● Prompt:
Copy out every line below that contains the word "limousine".

● Exercise materials:
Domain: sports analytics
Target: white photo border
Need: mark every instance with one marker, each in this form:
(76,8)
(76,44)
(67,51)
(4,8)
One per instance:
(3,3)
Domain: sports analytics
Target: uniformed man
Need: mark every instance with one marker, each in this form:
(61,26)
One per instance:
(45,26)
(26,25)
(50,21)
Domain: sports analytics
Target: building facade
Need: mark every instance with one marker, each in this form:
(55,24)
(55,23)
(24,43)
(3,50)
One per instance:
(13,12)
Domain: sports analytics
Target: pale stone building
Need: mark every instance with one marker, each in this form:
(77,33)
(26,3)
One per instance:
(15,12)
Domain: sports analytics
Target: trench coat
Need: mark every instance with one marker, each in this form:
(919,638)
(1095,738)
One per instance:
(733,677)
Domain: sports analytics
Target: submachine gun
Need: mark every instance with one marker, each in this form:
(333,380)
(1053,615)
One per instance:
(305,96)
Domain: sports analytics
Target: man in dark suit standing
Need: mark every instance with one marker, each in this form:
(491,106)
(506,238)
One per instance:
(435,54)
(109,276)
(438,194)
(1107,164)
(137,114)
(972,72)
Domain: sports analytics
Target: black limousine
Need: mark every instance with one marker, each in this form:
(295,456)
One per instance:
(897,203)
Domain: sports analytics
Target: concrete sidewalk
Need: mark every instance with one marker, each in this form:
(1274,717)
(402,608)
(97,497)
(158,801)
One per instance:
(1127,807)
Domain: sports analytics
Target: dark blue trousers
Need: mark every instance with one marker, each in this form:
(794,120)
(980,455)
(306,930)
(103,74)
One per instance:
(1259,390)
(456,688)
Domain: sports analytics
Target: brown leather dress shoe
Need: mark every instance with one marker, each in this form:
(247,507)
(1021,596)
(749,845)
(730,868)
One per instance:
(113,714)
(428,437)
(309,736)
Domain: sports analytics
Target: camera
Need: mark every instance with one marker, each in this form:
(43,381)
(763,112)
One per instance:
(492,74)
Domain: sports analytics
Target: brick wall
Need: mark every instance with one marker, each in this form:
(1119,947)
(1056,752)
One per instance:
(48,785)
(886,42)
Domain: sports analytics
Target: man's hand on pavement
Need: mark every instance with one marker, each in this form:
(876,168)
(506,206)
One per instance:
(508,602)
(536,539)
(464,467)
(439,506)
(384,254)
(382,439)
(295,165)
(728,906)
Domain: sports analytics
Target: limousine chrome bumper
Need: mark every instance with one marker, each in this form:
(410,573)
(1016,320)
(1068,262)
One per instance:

● Solved exercise:
Target: black limousine
Target: limousine chrome bumper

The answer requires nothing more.